**Source**
------------------------------

In less than a week, the polls will open for Dallas County residents to vote on whether or not the County will build a new Law Enforcement Center, including the jail, on the eastern edge of the City of Adel, at the corner of Highway 6 and County Highway R16.

The Dallas County Board of Supervisors, Dallas County staff and Dallas County Sheriff Chad Leonard are making the final push to get people out to the polls and vote “yes” on the proposal, if they have not already done so via absentee ballot.

This is the fourth time that the Board of Supervisors is taking a bond referendum to a vote, but this time, it only includes law enforcement and jail, unlike the last referendums that included other county offices and the 911 dispatch center.

For this referendum, the Supervisors hired the Samuels Group to analyze the needs, costs and tax impact on the residents before they go to vote.

“We’ve gotten more detailed information out to the public,” said Kim Chapman, chair of the Board of Supervisors. “We’ve got more information out there on what the tax impact is to them and given examples. It’s just clearer information, I think, that has been very understandable this time.”

------------------------------

**Recorded information**
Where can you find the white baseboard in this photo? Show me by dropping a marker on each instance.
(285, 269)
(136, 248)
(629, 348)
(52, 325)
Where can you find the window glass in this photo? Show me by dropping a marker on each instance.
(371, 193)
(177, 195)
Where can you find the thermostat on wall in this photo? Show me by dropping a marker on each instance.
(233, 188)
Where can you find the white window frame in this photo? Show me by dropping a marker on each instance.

------------------------------

**Instructions**
- A) In the article on the Dallas County jail referendum, retype the passage between "In less than" and "via absentee ballot.", inclusive.
- B) According to the article on the Dallas County jail referendum, what did the Supervisors hire the Samuels Group to analyze? List each item.
- C) Proceed with the article on the Dallas County jail referendum, picking up after its final sentence.

**Answers in order**
- A)
In less than a week, the polls will open for Dallas County residents to vote on whether or not the County will build a new Law Enforcement Center, including the jail, on the eastern edge of the City of Adel, at the corner of Highway 6 and County Highway R16.

The Dallas County Board of Supervisors, Dallas County staff and Dallas County Sheriff Chad Leonard are making the final push to get people out to the polls and vote “yes” on the proposal, if they have not already done so via absentee ballot.

- B)
- The needs
- The costs
- The tax impact on the residents

- C)
The Board of Supervisors, the Samuels Group, Design Alliance and Leonard held public meetings to present the proposal to the public, hear their opinions and answer their questions.

Chapman, while he discuss his confidence level in the final week before the vote, said that he has been hearing a lot of good comments from the public this time around.

“There are a few that have indicated that they’re not going to vote for it because they don’t want their taxes increased, but, by far the comments have been positive this time around,” Chapman said.

Supervisor Brad Golightly agreed with Chapman’s comments about the positive reactions from the public, and also stated the importance of people to get out and vote on May 2.

“It doesn’t do any good to say ‘yes…’ but not go vote,” Golightly said. “Somebody else isn’t going to do it. You’ve got to do it yourself.”

Supervisor Mark Hanson, said that the region of the County he represents, the southeast region including Waukee, has been supportive of the idea, even in past referendums. He said he is hearing more positive comments from the smaller communities this time around as well.

“I’m cautiously optimistic we’re going to get a favorable vote,” Hanson said.

The Proposal

A “yes” vote would allow Dallas County to bond out for a new law enforcement facility, which would be located out in the “Ortonville” area in east Adel and have a price tag of about $23 million. The County argues that this is something that has been needed for years.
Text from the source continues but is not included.